*What the task requires*.
Starting at the line that contains "of the window" and ending at the line that contains "pixel 366 219", reproduce the records with every "single space" changed to "one space" and nothing else altered.

╭──

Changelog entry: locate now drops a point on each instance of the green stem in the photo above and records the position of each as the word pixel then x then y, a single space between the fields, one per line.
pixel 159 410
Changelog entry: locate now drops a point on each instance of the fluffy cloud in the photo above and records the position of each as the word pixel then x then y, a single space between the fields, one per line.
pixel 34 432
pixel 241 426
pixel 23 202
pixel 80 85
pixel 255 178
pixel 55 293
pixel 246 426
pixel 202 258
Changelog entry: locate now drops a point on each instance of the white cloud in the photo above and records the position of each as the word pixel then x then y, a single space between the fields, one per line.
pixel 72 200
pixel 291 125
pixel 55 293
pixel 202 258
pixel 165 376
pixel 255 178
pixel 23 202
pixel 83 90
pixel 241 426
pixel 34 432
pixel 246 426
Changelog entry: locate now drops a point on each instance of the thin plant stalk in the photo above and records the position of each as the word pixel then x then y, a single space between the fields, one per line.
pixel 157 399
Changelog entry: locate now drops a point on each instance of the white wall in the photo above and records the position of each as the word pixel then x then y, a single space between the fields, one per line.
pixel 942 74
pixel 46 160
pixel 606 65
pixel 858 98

╰──
╭──

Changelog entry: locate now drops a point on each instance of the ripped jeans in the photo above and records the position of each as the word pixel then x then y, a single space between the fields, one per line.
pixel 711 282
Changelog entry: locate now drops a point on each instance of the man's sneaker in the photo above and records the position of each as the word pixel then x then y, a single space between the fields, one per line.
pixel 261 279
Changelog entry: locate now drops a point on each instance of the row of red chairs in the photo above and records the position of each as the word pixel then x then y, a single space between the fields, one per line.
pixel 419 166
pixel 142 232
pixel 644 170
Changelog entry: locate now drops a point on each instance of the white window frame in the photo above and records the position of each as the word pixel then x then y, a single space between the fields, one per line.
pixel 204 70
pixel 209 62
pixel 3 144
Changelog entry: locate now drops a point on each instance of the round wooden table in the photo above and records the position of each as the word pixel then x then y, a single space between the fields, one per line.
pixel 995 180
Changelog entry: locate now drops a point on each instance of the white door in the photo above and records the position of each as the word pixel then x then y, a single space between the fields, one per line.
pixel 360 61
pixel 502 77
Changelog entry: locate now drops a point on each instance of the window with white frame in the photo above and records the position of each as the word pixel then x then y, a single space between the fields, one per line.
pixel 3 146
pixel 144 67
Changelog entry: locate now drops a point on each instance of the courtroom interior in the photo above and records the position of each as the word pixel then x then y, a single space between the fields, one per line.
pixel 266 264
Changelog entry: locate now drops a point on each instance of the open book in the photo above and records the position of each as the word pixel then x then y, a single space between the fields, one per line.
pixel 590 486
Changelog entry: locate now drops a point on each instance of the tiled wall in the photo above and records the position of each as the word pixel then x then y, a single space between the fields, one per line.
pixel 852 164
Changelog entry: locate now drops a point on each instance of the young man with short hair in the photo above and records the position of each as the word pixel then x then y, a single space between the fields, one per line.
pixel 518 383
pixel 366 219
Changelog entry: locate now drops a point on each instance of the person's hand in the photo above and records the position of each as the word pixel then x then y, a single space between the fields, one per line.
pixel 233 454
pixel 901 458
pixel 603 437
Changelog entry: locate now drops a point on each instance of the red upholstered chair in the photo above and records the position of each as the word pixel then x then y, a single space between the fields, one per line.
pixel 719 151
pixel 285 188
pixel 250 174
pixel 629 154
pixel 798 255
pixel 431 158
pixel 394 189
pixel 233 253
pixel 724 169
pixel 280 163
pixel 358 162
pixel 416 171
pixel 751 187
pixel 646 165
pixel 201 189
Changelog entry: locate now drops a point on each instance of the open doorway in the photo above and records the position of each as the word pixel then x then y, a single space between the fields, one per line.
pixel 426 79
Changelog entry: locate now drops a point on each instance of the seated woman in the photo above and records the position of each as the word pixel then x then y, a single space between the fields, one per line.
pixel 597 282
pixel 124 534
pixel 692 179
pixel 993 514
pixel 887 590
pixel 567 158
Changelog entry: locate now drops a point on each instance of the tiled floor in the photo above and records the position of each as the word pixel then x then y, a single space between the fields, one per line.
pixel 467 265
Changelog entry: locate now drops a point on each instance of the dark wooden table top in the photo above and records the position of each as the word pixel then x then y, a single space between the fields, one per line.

╰──

*Written solution*.
Changelog entry: locate now drops a point on each instance of the window with white frame in the photo above and records the position of each as the word pixel then x then y, a one space between the fields, one per line.
pixel 3 146
pixel 144 67
Changelog entry: locate now drops a point on each instance of the courtroom interior in the photo above and records the position of each as the word pixel then x then y, a one space between the fields, one per line.
pixel 266 264
Changelog entry: locate now drops a point on each instance of the open book in the photo above and records the position of each as the word pixel then x then y, a one space between the fields, one per line.
pixel 590 486
Changelog entry: locate now drops a point on each instance of the tiled wall in the photo above and records the position of each as the word pixel then x then y, a one space between the fields, one per line.
pixel 852 164
Changelog entry: locate now drops a point on each instance of the young man with short hair in the photo above and records the position of each as the word pixel then x then y, a one space between the fields, one per line.
pixel 518 383
pixel 366 219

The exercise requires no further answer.